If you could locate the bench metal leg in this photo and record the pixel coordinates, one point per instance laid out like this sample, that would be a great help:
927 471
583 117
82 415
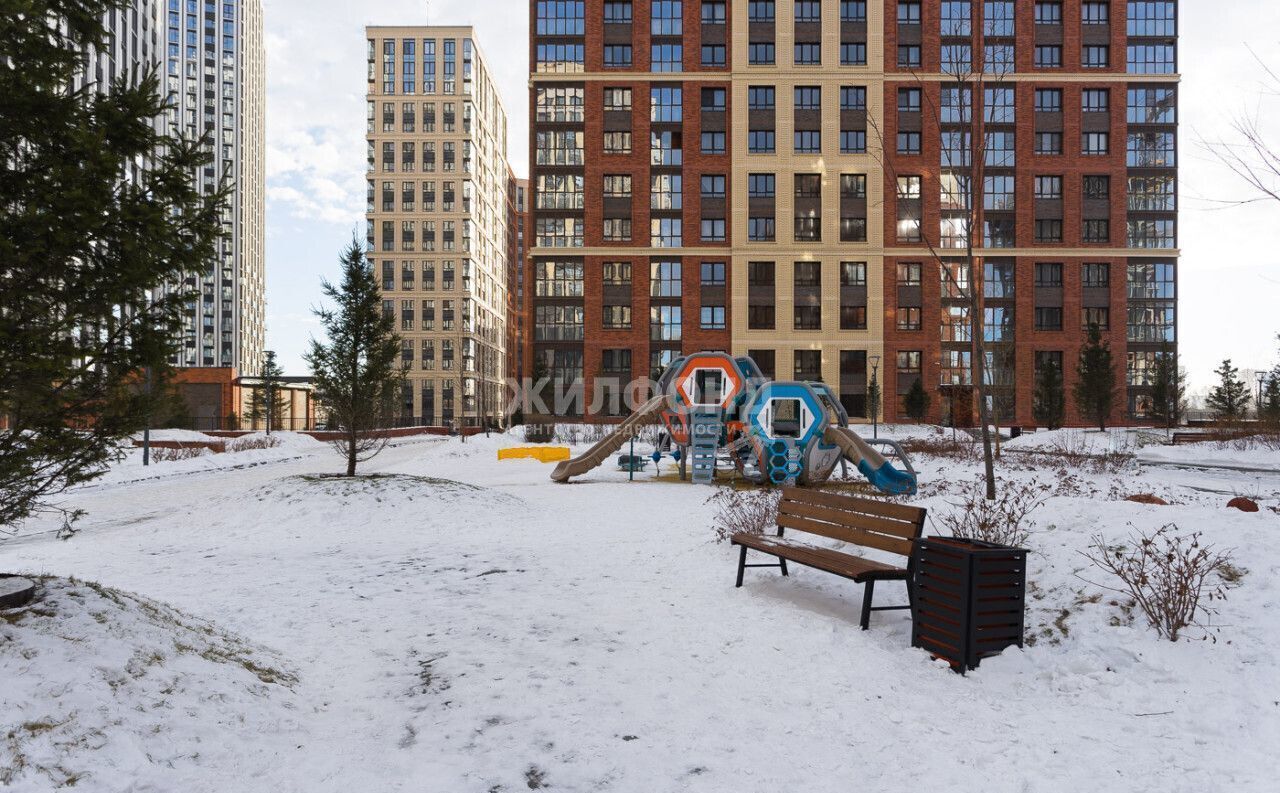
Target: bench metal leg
868 590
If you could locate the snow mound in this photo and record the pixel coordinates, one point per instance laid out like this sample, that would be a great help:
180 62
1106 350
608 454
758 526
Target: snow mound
112 691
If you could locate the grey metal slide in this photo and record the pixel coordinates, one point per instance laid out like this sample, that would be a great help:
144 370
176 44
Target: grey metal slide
600 452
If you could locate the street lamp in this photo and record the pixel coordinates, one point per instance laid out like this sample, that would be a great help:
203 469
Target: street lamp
874 397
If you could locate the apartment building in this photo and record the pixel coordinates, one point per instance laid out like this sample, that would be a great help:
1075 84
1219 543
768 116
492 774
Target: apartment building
817 172
215 77
438 218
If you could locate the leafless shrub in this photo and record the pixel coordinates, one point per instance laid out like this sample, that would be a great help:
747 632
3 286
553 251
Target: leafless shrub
1001 521
1171 577
182 453
744 510
246 444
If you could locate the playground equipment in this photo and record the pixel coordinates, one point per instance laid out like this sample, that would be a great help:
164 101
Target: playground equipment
780 432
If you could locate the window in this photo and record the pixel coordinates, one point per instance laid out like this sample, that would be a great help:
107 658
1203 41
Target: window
808 186
760 54
1048 12
997 193
617 13
760 186
853 97
1048 274
908 100
760 229
560 17
1048 56
1152 105
1095 13
851 10
712 317
666 104
616 317
1048 229
808 141
853 54
664 324
808 54
854 186
1096 56
853 141
713 100
1048 100
666 18
664 279
759 10
617 55
1096 316
1150 150
1151 18
558 279
760 141
617 186
713 12
666 233
617 142
1048 317
667 58
808 97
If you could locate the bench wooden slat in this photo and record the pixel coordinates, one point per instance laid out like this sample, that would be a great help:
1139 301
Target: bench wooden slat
###
### Work task
Retype the records verbatim, but not their images.

### Output for this task
If you could locate the bench metal leg in this photo and record the pixel coordinates, one point per instance laid out like this sample, that would be a great help:
927 471
583 117
82 415
Target: bench metal leg
868 590
If you could locate the snow mound in this photo and record the pixel coordinates, one point per instance laid out like this sample, that would be a great help:
180 62
1106 350
608 454
758 526
Target: snow mound
112 691
If you could locate the grey metal slide in this photo and record the pixel coordinates, one point per instance laid out like this sample, that would be a great help:
144 370
176 44
Target: grey metal slide
600 452
If you could locate the street lamp in this photo and record the pixel coordinates, one point per instance laid out like this sample, that would be a great help:
203 469
Target: street lamp
874 397
If you could locate the apartment building in this photo and record the pixel coordinates, one point per instance laid out like this sample, that would be a great help:
1075 84
1219 543
768 116
492 774
Target: apartment building
817 172
215 77
438 218
If you could locate the leafless shrub in this photo and record the pixel coordinates, one point per instance laid out like this sample, that would be a great help:
747 632
3 286
553 251
Target: leafless shrub
1001 521
1171 577
182 453
744 510
246 444
If you could locate the playground equipment in this photo and record the pixel coordinates, one point per instance laid out like this sample, that would be a great help:
164 101
Target: playground equipment
780 432
If you could locate the window in this photo and record the pixel coordinates, one point per instance laid out like this sample, that would be a great help:
107 658
1203 41
Target: window
808 186
760 54
1048 12
997 193
617 13
760 186
853 97
1048 274
908 100
760 229
560 17
1048 56
1152 105
1095 13
851 10
712 317
666 104
616 317
1048 229
808 141
853 54
664 324
808 54
854 186
1096 56
853 141
713 100
1048 100
666 18
664 279
759 10
617 55
1096 316
1150 150
1151 18
558 279
760 141
617 186
713 12
666 233
617 142
1048 317
667 58
808 97
If you could locate the bench wooden slat in this photo and record the pixel coordinates, one point per instance laid out like this sample, that would be a great help:
1139 301
Target: bench wooden slat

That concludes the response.